- _SET TASK_: Reproduce every line of the entries below without changing anything.

A block of data
--

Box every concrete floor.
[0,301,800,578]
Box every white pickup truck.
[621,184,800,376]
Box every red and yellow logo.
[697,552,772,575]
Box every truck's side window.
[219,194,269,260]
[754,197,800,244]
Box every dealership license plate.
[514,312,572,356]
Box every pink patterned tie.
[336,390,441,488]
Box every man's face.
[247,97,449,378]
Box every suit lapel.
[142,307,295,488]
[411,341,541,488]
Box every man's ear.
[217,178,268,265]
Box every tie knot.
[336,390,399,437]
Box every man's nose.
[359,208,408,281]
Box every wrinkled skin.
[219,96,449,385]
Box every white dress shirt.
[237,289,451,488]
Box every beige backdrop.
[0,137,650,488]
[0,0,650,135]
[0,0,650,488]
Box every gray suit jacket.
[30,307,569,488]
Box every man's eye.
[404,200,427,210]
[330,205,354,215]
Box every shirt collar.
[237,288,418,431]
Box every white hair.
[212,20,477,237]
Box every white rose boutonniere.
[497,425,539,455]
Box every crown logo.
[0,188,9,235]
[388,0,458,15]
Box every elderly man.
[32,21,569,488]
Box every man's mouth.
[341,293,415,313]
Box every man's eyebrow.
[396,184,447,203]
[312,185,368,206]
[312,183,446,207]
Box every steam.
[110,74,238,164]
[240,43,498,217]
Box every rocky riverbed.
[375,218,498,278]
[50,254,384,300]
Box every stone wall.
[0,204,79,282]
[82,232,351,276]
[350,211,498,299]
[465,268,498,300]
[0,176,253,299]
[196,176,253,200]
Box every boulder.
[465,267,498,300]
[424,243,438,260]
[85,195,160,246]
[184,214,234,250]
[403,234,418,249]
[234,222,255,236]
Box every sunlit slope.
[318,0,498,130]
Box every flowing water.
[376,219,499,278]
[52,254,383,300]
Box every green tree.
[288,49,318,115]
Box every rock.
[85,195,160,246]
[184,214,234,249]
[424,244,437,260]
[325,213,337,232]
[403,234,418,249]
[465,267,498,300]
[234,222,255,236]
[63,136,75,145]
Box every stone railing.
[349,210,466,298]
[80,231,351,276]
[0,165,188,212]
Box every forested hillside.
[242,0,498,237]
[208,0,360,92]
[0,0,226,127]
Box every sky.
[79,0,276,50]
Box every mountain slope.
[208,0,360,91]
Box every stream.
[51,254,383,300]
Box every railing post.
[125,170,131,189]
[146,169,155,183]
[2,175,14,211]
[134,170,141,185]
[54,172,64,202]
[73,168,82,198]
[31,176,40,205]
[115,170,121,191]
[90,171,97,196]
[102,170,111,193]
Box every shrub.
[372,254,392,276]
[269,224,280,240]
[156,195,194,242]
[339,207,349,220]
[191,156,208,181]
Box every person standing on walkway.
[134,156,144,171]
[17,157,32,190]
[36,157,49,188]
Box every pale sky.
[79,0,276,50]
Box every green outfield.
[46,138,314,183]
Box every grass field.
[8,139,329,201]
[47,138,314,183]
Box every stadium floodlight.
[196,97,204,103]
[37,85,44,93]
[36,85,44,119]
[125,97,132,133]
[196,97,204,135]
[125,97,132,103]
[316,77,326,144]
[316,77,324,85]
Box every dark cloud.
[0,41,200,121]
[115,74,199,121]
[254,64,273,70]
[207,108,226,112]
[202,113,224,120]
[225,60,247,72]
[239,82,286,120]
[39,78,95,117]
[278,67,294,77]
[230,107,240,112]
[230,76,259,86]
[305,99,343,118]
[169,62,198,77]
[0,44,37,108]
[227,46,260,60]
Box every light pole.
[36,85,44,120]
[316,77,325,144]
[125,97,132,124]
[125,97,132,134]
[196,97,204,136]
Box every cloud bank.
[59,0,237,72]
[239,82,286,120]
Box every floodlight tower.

--

- _RESPONSE_:
Box every concrete floor.
[0,301,800,578]
Box every white pickup truck.
[621,184,800,376]
Box every red and yellow logo.
[697,552,772,575]
Box every truck's side window.
[219,194,269,260]
[754,197,800,244]
Box every dealership license plate.
[514,312,572,356]
Box every pink patterned tie.
[336,390,441,488]
Box every man's face.
[247,97,449,378]
Box every suit lapel.
[142,307,295,488]
[411,341,541,488]
Box every man's ear.
[217,178,268,265]
Box every tie knot.
[336,390,399,437]
Box every man's nose.
[359,208,408,281]
Box every wrinkled skin.
[219,96,449,385]
Box every white dress shirt.
[237,289,451,488]
Box every beige backdrop.
[0,137,650,488]
[0,0,650,135]
[0,0,650,488]
Box every gray suit jacket.
[30,307,569,488]
Box every man's eye.
[404,200,427,210]
[330,205,354,215]
Box every shirt collar.
[237,288,418,431]
Box every white hair.
[212,20,477,237]
Box every white rose boutonniere.
[497,425,539,455]
Box every crown logo.
[0,188,9,235]
[388,0,458,15]
Box every elderly man.
[32,21,569,488]
Box every man's mouth.
[341,293,415,313]
Box every man's eyebrow.
[396,184,447,203]
[312,185,368,206]
[312,183,446,207]
Box every steam.
[110,74,238,164]
[240,43,498,217]
Box every rocky riverbed.
[375,218,498,278]
[50,254,384,300]
Box every stone wall.
[0,204,79,282]
[82,232,351,276]
[350,211,498,299]
[465,268,498,300]
[0,176,253,299]
[196,176,253,200]
Box every boulder.
[465,267,498,300]
[424,243,438,260]
[85,195,160,246]
[184,214,234,250]
[403,234,418,249]
[234,222,255,236]
Box every sunlit slope.
[318,0,498,130]
Box every flowing water.
[376,219,499,278]
[52,254,383,300]
Box every green tree.
[288,49,318,115]
Box every rock.
[85,195,160,246]
[184,214,234,249]
[424,244,437,260]
[325,213,337,232]
[403,234,418,249]
[465,267,498,300]
[234,222,255,236]
[63,136,75,145]
Box every stone railing.
[349,210,466,298]
[80,231,351,276]
[0,165,188,212]
Box every forested hillside.
[242,0,498,237]
[208,0,360,92]
[0,0,226,127]
Box every sky.
[79,0,276,50]
Box every mountain slope.
[208,0,360,91]
Box every stream.
[51,254,383,300]
Box every railing post.
[125,170,131,189]
[146,169,155,183]
[2,175,14,211]
[134,170,141,185]
[54,172,64,202]
[73,168,82,198]
[31,176,40,205]
[115,170,121,191]
[90,171,97,196]
[102,170,111,193]
Box every shrub.
[372,254,392,276]
[269,224,280,240]
[156,195,194,242]
[339,207,349,220]
[191,156,208,181]
Box every person standing on walkway.
[134,156,144,171]
[17,157,32,190]
[36,157,49,188]
Box every pale sky.
[79,0,276,50]
Box every green outfield.
[46,138,314,183]
Box every grass field.
[8,139,329,201]
[47,138,314,183]
Box every stadium floodlight.
[196,97,204,103]
[37,85,44,93]
[36,85,44,119]
[125,97,132,133]
[196,97,204,135]
[125,97,132,103]
[316,77,326,144]
[316,77,324,85]
Box every dark cloud.
[0,41,200,121]
[115,74,199,121]
[254,64,273,70]
[207,108,226,112]
[202,113,224,120]
[225,60,247,72]
[239,82,286,120]
[39,78,95,117]
[278,67,294,77]
[230,107,240,112]
[230,76,259,86]
[305,99,343,118]
[169,62,198,77]
[0,44,37,108]
[227,46,260,60]
Box every light pole.
[36,85,44,120]
[316,77,325,144]
[125,97,132,124]
[125,97,132,134]
[196,97,204,136]
Box every cloud bank.
[59,0,237,72]
[239,82,286,120]
Box every floodlight tower.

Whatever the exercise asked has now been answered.